- [Complete the following]
1. In the ssmpy API reference, what does create_connection return?
2. List every function documented in the ssmpy API reference.
3. Continue the ssmpy API reference from the point where it stops.

─── Text extract

API

ssmpy.calculate_information_content_intrinsic(df, max_freq)

Calculates the information content of a dataframe of entries :param df: pandas DataFrame :param max_freq: maximum frequency in the ontology :return: df with extra column ‘IC’

ssmpy.common_ancestors(entry1, entry2)

Get common ancestors between two semantic base entries

Parameters
  • entry1 (int) – first semantic base ID

  • entry1 – second semantic base ID

Returns

List of common ancestors

Return type

list

Example

>>> import ssmpy
>>> import urllib.request
>>> urllib.request.urlretrieve("https://github.com/lasigeBioTM/DiShIn/raw/master/metals.db", "metals.db")[0]
'metals.db'
>>> ssmpy.semantic_base("metals.db")
>>> gold = ssmpy.get_id("gold")
>>> silver = ssmpy.get_id("silver")
>>> ssmpy.common_ancestors(gold, silver)
[6, 2, 10]
ssmpy.create_connection(db_file)
create a database connection to the SQLite database

specified by db_file

Parameters

db_file – database file

Returns

Connection object or None

ssmpy.create_semantic_base(owl_file, sb_file, name_prefix, relation, annotation_file='')

Create sqlite3 semantic base using a owl file.

──────
─── Provided data

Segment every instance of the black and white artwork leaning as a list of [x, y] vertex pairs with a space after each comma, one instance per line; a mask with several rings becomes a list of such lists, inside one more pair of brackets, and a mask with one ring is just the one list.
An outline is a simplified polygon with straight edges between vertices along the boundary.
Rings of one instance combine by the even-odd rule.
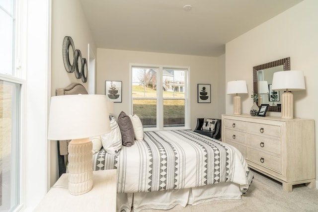
[[198, 103], [211, 103], [210, 84], [198, 84]]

──────

- [Answers below]
1. A Connection object or None.

2. ssmpy.calculate_information_content_intrinsic, ssmpy.common_ancestors, ssmpy.create_connection, ssmpy.create_semantic_base

3.
Parameters
  • owl_file (string) – File name of ontolgy in owl format

  • sb_file (string) – File name of database where semantic base will be stored

  • name_prefix (string) – Prefix of the concepts to be extracted from the ontology

  • relation (string) – Type of relation to be extracted from the ontology

  • annotation_file (string) – File containing ontology concepts to use as annotations and calculate concept frequency. Empty string if this file is not available.

Example:
>>> import ssmpy
>>> import urllib.request
>>> urllib.request.urlretrieve("http://purl.obolibrary.org/obo/go.owl", "go.owl")[0]
'go.owl'
>>> ssmpy.create_semantic_base("go.owl", "go.db", "http://purl.obolibrary.org/obo/", "http://www.w3.org/2000/01/rdf-schema#subClassOf", "")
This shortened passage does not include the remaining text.